## WHAT THE TASK ASKS
Count the rows that contain the word "white" and give only the number.

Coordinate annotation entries
================================
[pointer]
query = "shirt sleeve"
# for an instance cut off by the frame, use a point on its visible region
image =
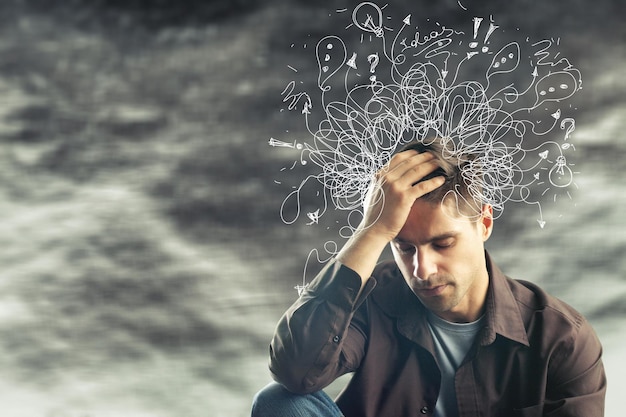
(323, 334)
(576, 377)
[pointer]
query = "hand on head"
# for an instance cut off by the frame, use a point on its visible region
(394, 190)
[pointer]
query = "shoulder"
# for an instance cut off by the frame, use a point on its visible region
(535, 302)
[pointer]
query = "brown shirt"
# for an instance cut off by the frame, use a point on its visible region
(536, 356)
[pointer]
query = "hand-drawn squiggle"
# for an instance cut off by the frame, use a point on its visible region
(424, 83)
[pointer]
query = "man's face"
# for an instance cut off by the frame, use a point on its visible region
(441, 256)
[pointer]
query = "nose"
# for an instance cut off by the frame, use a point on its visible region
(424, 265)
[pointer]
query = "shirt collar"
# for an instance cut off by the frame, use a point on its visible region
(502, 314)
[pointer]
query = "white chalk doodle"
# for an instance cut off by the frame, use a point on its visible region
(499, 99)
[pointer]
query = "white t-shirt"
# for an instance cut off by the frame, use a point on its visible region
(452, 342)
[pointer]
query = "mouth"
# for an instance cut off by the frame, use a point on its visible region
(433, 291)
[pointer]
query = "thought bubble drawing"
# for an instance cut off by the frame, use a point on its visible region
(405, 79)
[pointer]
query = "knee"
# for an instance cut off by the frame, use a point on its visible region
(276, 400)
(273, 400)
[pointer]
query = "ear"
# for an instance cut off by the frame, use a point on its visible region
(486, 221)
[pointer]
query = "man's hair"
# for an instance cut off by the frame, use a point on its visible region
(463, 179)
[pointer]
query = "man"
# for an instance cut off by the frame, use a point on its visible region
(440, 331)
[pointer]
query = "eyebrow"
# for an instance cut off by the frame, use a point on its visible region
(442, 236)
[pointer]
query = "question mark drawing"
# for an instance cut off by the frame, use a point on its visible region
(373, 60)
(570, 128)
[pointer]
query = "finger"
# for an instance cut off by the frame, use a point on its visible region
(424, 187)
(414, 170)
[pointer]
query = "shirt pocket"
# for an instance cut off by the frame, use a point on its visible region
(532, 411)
================================
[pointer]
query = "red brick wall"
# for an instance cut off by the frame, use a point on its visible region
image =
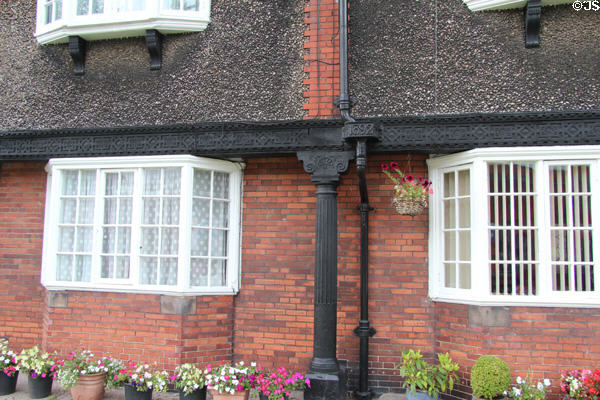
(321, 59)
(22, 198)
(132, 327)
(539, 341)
================================
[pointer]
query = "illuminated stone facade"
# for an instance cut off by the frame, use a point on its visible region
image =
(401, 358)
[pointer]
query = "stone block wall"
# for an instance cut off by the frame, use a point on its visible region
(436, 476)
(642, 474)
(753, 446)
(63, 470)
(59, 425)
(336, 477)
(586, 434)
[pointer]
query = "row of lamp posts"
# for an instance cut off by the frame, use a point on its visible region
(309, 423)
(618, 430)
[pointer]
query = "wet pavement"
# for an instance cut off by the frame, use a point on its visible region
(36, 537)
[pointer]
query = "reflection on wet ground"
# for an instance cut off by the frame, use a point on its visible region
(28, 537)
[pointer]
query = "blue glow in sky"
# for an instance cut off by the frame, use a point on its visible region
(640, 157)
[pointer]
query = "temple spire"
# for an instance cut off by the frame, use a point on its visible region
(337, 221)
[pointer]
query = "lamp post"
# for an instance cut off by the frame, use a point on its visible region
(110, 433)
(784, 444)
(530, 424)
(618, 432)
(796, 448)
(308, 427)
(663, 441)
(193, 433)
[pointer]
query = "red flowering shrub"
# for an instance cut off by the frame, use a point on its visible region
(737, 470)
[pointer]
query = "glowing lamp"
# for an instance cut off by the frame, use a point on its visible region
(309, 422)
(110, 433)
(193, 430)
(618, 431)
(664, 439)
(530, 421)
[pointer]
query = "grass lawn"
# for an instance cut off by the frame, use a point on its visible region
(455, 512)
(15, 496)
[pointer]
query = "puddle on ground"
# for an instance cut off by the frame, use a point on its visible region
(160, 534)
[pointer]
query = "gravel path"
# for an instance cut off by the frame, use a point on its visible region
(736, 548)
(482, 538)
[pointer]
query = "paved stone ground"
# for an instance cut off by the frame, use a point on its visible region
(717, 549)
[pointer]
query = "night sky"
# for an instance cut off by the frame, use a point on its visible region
================================
## SOLUTION TO THE EXERCISE
2